> **Provided passage**:
Commodity Trading

Well another week of wild trading has left many on Wall Street bruised, battered and not sure what to think. Is the oil bubble bursting? Are commodities and resources heading lower? No one can say for sure, but this type of uncertainty causes a lot of angst in financial markets and that can make for very volatile trading indeed.

I myself got caught in these wild swings this week, something I usually am quite good at avoiding, but alas all traders get hit with this once in awhile. I was long soybeans a fairly small position but the market has had some incredible swings as of late and I was forced to liquidate. This is the new world of volatility we live in and without a proper risk management system in place the pain can be immense.

Luckily with strict adherence to my very defined trading rules I never risk more than I can afford or want to lose on a given trade — this is surprisingly not something that many investors do. We all want to be part of something when it’s making money but statistically most traders deny when a position is going badly and that denial can be fatal financially.

My Resource Trader Alert gold trade has locked in some solid gains, I can afford to hold this position for a further run higher. If, however, it does not move higher or even falls back, I can recoup equity or, if need be, even absorb a small loss. Right now, I am not having to do either. I’m just being patient.

Soybeans and the State of Crops

Soybeans have been extremely volatile to say the least. I am not convinced in any way that all these rosy crop reports will come to fruition once harvest time rolls around. They’re just a lot of wishful thinking, in my book.

Jeff Caldwell, in a great article for Agriculture Online, hits the nail on the head:

“The USDA’s June acreage report didn’t tell the whole truth. Data were taken before flooding washed the productivity away from thousands of acres in Iowa, Illinois, Indiana, Minnesota, Missouri and Wisconsin.

> **Assignment**:
Carry on the commodity trading commentary past its last sentence.

(Stored records)
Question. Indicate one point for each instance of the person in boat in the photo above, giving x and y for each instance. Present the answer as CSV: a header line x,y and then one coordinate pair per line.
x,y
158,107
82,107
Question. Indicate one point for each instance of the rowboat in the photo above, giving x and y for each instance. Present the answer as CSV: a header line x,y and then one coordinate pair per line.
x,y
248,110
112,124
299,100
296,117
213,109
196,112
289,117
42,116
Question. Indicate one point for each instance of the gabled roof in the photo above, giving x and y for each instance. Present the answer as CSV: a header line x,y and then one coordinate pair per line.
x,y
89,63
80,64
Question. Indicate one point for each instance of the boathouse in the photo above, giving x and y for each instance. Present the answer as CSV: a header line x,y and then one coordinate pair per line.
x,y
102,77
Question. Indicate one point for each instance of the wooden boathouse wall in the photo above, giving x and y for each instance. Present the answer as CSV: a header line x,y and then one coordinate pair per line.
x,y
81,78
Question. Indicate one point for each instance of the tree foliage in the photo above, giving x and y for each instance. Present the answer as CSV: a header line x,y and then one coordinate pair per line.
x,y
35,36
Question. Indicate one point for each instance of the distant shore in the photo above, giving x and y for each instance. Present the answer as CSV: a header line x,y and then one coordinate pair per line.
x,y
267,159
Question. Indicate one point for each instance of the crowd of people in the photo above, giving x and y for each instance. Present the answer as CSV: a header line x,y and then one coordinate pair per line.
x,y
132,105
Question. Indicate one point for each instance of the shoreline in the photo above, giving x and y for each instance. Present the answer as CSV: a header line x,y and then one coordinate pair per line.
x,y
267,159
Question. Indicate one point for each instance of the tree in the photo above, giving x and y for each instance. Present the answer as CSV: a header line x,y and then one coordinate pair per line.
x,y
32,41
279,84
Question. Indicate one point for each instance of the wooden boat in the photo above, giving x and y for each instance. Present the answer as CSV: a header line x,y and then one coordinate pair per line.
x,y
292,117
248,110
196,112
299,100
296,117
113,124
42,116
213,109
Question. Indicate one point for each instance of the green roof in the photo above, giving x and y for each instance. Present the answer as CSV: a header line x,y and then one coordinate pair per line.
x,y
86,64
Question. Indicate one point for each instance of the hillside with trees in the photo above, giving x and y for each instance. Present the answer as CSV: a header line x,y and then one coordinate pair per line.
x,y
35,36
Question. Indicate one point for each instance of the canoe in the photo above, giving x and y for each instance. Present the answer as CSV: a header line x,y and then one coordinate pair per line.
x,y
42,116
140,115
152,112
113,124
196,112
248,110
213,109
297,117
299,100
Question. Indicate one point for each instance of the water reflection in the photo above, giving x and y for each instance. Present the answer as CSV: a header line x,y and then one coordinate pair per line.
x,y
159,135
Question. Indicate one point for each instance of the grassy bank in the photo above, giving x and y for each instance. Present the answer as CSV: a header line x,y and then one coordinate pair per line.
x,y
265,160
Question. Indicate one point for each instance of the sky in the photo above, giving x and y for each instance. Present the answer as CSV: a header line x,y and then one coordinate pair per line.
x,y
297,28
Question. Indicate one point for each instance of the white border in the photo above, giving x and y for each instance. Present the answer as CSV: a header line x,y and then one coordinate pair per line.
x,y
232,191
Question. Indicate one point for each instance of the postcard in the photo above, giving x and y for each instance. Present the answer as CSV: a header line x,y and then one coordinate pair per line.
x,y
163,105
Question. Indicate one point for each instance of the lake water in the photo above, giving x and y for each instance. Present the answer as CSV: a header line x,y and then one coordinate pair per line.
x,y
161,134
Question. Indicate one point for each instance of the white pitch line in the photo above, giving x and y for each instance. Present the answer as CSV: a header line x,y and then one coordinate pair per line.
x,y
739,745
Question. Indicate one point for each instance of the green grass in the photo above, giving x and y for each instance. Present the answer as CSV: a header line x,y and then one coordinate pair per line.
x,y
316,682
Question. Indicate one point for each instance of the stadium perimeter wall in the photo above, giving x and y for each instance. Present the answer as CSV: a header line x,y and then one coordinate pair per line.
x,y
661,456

> **Written reply**:
“While another USDA report later this month will aim to get a better idea of what those acres will raise, University of Illinois economists are looking to trim some of the uncertainty from the ‘08 crop year forecast by applying weather models and historical data.

“‘Corn and soybean yield prospects are always uncertain, and that uncertainty is magnified this year due to much of the crop being planted later than usual, extensive flood damage and extensive replanting in some areas,’ according to a report by University of Illinois economists Scott Irwin, Darrel Good and Mike Tannura.”

Bottom line is nobody knows what lies in store for crops from now until harvest, and there are a lot of hot, dry days ahead. My feeling is that this pullback in beans is an incredible opportunity, but one that could still see further pullbacks, so options are the best way to go.

One thing I always stress with everything I do is to work a good defense as well as an offense. Let’s face it, no football team ever won the Super Bowl just because they had a great offense; they had to have good protection for their star quarterback, too. Using risk management in every portfolio is vital, not only a trading portfolio but an investment portfolio too.

It’s very important to understand the difference between an Investor and a Trader. I happen to have both an investment portfolio and my trading portfolios, two very different animals. I treat them differently, allocate risk differently and have different goals for each.

A Note on Currency Markets

I want to end today’s update with a note on the currency markets from my old friend Jack Crooks. Jack and I go back several years, and I can honestly say he is one of the traders/newsletter writers cut from the same mold as I. We are a rare breed in this business.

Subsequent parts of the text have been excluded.